Nouvelle alerte sur l’état de la psychiatrie en France
Au lendemain du meurtre d’une infirmière tuée à coups de couteau au CHU de Reims par une homme souffrant de troubles mentaux, le débat revient en France autour du sous-financement du secteur de la psychiatrie, « parent pauvre » du système de santé français.
Après l’émotion, le temps des questions en France après la mort lundi 22 mai d’une infirmière à Reims, tuée à l’hôpital par un patient souffrant de troubles psychiatriques. Un drame qui remet sur le devant de la scène la situation catastrophique du secteur de la psychiatrie depuis plusieurs décennies.
Le meurtre « repose immédiatement la question de la situation catastrophique de la prise en charge des malades mentaux dans nos établissements psychiatriques », a réagi mardi Force ouvrière Santé, après l’annonce du décès d’une infirmière de 37 ans, poignardée lundi au CHU de Reims.
Selon les premiers éléments de l’enquête, l’agresseur, un homme de 59 ans sous curatelle, souffrait de troubles psychiatriques sévères et s’était déjà montré violent à plusieurs reprises.
Même s’il n’est pas possible à ce stade de déterminer quel rôle précis a joué sa pathologie – dont on ignore d’ailleurs la nature –, des questions se posent déjà sur le suivi psychiatrique dont il faisait l’objet.
« Le patient ne prenait pas son traitement depuis plus d’un an », a rapporté à l’AFP une source syndicale locale ayant requis l’anonymat.
Plusieurs acteurs du monde hospitalier voient donc dans ce drame une nouvelle illustration des difficultés de la psychiatrie française, un secteur plongé dans une profonde crise depuis plusieurs décennies.
« On va vivre des moments tendus en termes de psychiatrie [ces prochaines années] », a reconnu mardi sur RTL Arnaud Robinet, maire de Reims et membre de la majorité présidentielle (Horizons), par ailleurs président de la Fédération hospitalière de France (FHF).

DONNÉES FOURNIES:
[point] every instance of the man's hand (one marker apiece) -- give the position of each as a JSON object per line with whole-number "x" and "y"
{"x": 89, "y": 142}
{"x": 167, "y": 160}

OBJECTIF DE L'EXERCICE: Reproduisez fidèlement le passage de l'article sur la psychiatrie qui commence aux mots « Nouvelle alerte sur » et se termine après les mots « de santé français. ». La liste est un matériau distinct de l'article sur la psychiatrie.

CORRIGÉ:
Nouvelle alerte sur l’état de la psychiatrie en France
Au lendemain du meurtre d’une infirmière tuée à coups de couteau au CHU de Reims par une homme souffrant de troubles mentaux, le débat revient en France autour du sous-financement du secteur de la psychiatrie, « parent pauvre » du système de santé français.